+++ SOURCE RECORDS
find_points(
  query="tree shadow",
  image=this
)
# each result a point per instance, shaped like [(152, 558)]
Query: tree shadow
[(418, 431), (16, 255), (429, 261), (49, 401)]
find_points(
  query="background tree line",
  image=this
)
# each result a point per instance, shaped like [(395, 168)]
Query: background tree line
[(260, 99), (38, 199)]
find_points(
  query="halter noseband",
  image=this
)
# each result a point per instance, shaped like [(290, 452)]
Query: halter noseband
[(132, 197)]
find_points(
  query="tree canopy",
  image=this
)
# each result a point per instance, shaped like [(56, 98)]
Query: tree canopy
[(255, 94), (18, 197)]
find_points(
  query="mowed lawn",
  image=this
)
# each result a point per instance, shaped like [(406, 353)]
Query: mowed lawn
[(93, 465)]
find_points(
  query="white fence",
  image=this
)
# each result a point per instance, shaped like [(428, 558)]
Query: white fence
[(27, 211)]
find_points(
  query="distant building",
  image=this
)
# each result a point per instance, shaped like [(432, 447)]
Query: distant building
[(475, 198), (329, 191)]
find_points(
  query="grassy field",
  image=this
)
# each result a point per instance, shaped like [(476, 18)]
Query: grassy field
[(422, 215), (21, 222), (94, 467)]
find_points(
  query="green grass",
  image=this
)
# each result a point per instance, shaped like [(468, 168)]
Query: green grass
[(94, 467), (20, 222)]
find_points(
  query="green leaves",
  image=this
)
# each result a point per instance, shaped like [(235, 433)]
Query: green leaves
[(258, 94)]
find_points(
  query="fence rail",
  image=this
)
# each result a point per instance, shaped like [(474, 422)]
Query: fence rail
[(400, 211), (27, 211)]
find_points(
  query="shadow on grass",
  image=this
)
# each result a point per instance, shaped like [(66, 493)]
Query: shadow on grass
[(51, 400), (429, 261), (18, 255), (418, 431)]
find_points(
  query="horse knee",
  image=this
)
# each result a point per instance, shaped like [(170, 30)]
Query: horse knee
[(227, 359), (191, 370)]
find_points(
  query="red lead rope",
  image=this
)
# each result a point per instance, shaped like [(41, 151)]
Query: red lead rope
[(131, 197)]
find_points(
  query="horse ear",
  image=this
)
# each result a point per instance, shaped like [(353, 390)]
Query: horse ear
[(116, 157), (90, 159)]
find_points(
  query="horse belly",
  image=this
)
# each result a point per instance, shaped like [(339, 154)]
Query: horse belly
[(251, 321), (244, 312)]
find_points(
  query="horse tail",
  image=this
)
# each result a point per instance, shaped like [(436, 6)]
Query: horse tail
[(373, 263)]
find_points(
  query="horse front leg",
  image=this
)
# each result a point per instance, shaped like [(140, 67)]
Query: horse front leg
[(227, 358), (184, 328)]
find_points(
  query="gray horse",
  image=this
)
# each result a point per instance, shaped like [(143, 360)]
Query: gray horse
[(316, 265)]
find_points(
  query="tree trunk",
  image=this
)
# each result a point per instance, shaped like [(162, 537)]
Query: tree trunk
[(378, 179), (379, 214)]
++++++
+++ SOURCE RECORDS
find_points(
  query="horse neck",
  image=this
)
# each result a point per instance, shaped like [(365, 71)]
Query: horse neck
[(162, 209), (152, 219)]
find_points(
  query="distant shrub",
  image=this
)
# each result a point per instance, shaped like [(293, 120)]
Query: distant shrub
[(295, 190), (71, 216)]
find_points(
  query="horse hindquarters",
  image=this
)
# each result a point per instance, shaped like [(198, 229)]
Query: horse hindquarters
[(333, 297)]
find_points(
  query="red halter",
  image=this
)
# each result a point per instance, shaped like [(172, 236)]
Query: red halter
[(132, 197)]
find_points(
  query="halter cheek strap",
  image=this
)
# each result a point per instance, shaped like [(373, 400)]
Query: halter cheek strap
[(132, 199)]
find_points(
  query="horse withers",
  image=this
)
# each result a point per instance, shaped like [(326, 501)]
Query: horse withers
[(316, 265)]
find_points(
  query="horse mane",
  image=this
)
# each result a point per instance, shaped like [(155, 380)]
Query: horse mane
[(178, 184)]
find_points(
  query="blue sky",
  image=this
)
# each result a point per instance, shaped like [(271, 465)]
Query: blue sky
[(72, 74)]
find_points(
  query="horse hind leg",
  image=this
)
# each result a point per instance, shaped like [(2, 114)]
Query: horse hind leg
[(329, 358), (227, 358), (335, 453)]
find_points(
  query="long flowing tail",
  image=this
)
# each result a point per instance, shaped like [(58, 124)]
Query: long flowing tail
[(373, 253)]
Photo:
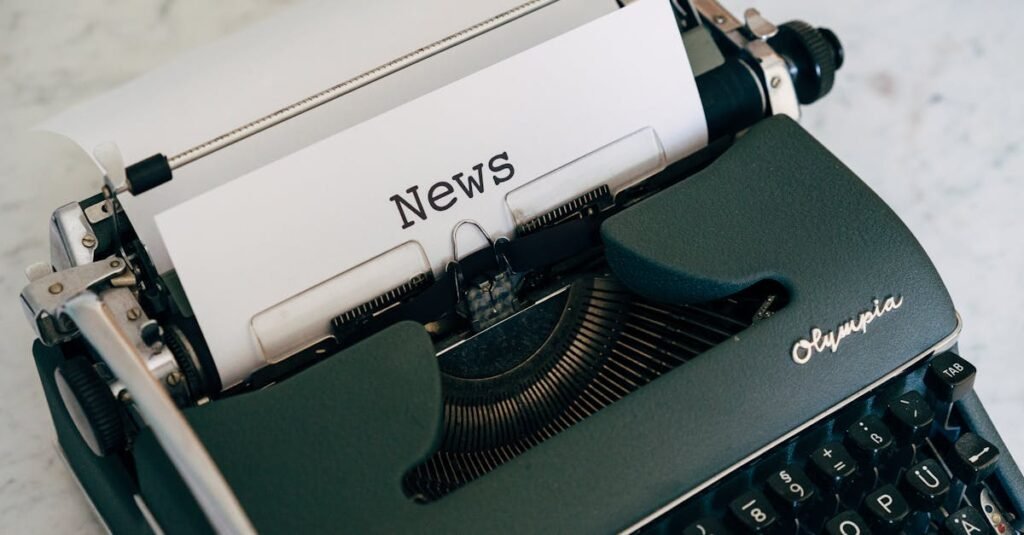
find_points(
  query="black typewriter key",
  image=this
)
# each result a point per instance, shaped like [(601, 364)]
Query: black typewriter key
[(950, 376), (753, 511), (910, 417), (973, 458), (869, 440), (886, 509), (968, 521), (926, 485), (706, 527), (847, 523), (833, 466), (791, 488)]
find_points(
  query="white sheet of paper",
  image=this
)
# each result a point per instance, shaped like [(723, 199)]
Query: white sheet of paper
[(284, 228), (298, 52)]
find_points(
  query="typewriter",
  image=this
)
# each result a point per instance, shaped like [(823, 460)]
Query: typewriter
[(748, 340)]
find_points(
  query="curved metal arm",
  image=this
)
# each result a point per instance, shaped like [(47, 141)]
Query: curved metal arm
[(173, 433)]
++++++
GOAL OF THE EXERCISE:
Out of the data above, set down the lines from the one with "# each result a point per instance, shaped like [(41, 151)]" to the one with "# each result a point per instance, shaped like [(436, 6)]", both included, exactly as written and with no additions.

ANSWER AREA:
# each result a point per instance, shaped like [(41, 151)]
Query: red lead rope
[(131, 197)]
find_points(
  query="horse ear",
  image=this
)
# each result a point per instance, shaped like [(353, 390)]
Query: horse ear
[(116, 157), (90, 159)]
find_points(
  query="horse belly",
  image=this
)
# each result a point per instance, shaped like [(339, 154)]
Query: horse belly
[(251, 321), (244, 312)]
find_points(
  query="horse tail",
  image=this
)
# each result a point per instance, shaped like [(436, 6)]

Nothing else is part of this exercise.